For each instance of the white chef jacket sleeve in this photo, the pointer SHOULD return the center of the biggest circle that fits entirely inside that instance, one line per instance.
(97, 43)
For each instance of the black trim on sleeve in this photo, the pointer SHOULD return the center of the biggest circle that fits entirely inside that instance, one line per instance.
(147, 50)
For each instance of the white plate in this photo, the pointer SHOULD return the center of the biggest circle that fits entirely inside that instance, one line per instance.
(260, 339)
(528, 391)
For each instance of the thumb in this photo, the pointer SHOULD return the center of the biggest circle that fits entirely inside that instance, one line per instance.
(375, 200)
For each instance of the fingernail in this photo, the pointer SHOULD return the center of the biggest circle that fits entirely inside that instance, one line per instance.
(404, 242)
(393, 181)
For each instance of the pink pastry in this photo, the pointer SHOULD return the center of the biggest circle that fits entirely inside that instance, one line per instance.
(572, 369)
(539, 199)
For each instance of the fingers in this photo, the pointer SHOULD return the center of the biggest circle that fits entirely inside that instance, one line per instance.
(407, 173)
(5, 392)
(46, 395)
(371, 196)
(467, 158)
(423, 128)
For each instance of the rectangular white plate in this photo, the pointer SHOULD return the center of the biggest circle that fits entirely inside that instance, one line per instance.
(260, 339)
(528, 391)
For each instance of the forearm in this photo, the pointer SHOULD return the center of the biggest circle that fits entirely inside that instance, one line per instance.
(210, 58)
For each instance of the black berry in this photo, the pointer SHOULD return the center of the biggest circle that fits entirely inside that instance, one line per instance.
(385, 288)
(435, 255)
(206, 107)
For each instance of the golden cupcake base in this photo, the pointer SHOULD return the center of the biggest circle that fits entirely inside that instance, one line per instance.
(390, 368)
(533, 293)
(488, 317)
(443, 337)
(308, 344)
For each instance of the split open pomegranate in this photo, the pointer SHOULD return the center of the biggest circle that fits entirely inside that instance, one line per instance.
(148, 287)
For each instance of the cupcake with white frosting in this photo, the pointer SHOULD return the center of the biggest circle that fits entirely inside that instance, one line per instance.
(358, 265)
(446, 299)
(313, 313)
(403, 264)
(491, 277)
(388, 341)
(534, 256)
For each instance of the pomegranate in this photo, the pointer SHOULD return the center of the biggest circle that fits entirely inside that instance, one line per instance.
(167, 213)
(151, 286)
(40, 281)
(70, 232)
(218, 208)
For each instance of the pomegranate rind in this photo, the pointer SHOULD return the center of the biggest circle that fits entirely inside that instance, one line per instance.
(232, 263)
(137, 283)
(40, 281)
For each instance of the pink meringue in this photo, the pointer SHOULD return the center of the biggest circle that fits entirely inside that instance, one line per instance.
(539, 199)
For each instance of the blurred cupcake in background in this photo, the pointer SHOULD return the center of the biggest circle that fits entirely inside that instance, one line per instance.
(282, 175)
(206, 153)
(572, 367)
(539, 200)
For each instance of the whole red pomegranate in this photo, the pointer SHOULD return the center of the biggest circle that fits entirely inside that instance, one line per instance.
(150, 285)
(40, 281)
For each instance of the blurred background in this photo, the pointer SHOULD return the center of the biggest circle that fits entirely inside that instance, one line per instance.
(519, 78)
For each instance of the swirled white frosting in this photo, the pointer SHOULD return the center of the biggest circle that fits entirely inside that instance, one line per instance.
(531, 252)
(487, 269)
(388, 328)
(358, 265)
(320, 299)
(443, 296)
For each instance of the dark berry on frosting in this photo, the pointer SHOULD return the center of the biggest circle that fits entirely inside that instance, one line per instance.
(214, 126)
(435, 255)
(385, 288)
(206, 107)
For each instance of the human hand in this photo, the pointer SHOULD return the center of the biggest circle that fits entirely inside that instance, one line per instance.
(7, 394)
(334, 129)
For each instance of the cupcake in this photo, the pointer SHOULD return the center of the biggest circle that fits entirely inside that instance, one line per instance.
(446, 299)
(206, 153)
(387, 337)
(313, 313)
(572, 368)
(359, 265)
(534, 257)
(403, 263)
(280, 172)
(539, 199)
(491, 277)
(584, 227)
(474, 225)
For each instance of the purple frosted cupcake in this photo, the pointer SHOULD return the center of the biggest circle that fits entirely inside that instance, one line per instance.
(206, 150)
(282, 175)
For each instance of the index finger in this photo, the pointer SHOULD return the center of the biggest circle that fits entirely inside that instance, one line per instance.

★ ★ ★ ★ ★ ★ ★

REQUIRED WORK:
Exactly as written, copy out all the entries above.

RESULT FOR THIS EXERCISE:
For each instance of the white chef jacket sleeve in this photo, the pointer SHOULD return the center of the biggest circle that fits entirely inside that instance, one line per instance.
(97, 43)
For each instance of the black trim on sleeve in this photo, the pointer SHOULD return the center of the biggest circle that fits entirely inside that instance, one line per instance.
(147, 50)
For each instance of the white plate in this photo, the pointer SHOULD return the center of the biggest circle that fits entirely inside that instance, one line per instance.
(260, 339)
(528, 391)
For each instance of the thumb in this photo, the pointer SHOULD return the center of the biggest circle that fits entirely inside that instance, one line per instance.
(375, 200)
For each instance of the fingernail in this photo, the pointer SHOULD return the center of the biggest circle that fits entirely inside that instance, one line per instance.
(404, 242)
(393, 181)
For each instance of the pink pastry in this photo, the pointer SHOULD return the center of the biggest circle that fits entirely inside that instance, one line per instance.
(572, 369)
(539, 199)
For each instance of the fingers in this photo, the pointer SHOULD return the center of the biggest circle that fits entirely inside that instance, one line per instance.
(407, 173)
(5, 392)
(46, 395)
(371, 196)
(467, 158)
(423, 128)
For each instance of the rectangular white plate in this photo, the pointer SHOULD return the center of the biggest circle that fits entirely inside that instance, one line per instance.
(260, 339)
(528, 391)
For each instance of the forearm in this photo, the pointer SHOULD return the center of the biggest circle that fits entirely inside that instance, one line per instance.
(210, 58)
For each instance of the black berry in this photo, the pointer SHOULD return the center of the biggest circle that fits entirely inside that instance, one line per instance.
(385, 288)
(435, 255)
(206, 107)
For each instance of the golden cupcake base in this photo, the pointer SHOULD return the center of the biggest circle that fits entirely inside that instance, one line per instance.
(390, 368)
(533, 293)
(488, 317)
(443, 337)
(308, 344)
For each instance of the split open pomegranate in this photo, the pointer SHOULD return the center of the biggest circle that fits entirely inside that instance, one line per instance.
(148, 287)
For each instance of the cupcake with white frosting in this photo, the pointer SHOULD return the center of the biggest circle that fits entirely inside that instance, one line per instance.
(358, 265)
(446, 299)
(313, 313)
(403, 264)
(491, 277)
(388, 341)
(534, 256)
For each instance of the pomegranate in this photo, the pointer SHOULD return the center of the biggest circle that fits entirely inside that instance, one line per instance.
(167, 213)
(151, 286)
(40, 281)
(70, 232)
(218, 208)
For each instance of the pomegranate rind in this photo, the pointer SHOULD return the center of the biggest circle that fits entirely inside that instance, one line per instance.
(232, 263)
(137, 283)
(40, 281)
For each instance of the pink meringue in this photo, the pointer SHOULD return the center of the biggest circle that fits entirely inside that instance, one line per instance.
(539, 199)
For each instance of the blurred cupcake in background in this photo, the pointer SHOULD return the center of the biggest circle that fits entirely inside that instance, one line per instance.
(282, 175)
(206, 153)
(572, 367)
(539, 200)
For each instance of the whole red pomegranate in this photo, the pointer SHOULD return the center of the biggest circle that fits entirely inside that instance, one line per instance.
(150, 285)
(40, 281)
For each instance of the blurred background in this photo, the pointer SHOULD return the center of the biggest circle that fits entirely inside that instance, one line per instance.
(519, 78)
For each instance of the swirled white frosting in this photo, the pointer SHOULD return the center of the biggest circle that fits entirely inside that instance, one line per instance.
(531, 252)
(487, 269)
(388, 328)
(358, 265)
(320, 299)
(443, 296)
For each instance of the dark berry on frosting in this photo, the pointer SHOULD return the center of the biggest circle that fits entirely inside that instance, one line per instance.
(214, 126)
(435, 255)
(385, 288)
(206, 107)
For each instance of the human hand in this photo, the pointer SHOULD return the center of the biggest circle that fits entirely inside that instance, one line per instance.
(7, 394)
(334, 129)
For each instance of the cupcake in this photo, the pointer SHOULD return the center of the biggest circle that fits entirely inside that instance, one line per instance.
(446, 299)
(206, 153)
(387, 337)
(313, 313)
(572, 368)
(359, 265)
(534, 257)
(403, 263)
(280, 172)
(539, 199)
(491, 277)
(584, 227)
(474, 225)
For each instance of the purple frosted cupcake in this photo, the pointer SHOULD return the center of the biggest circle that fits entirely inside that instance, one line per instance.
(206, 150)
(282, 175)
For each instance of the index finger in this photo, the pointer SHOULD return the center of the biggest circle that fits entirely inside that instance, one line per instance.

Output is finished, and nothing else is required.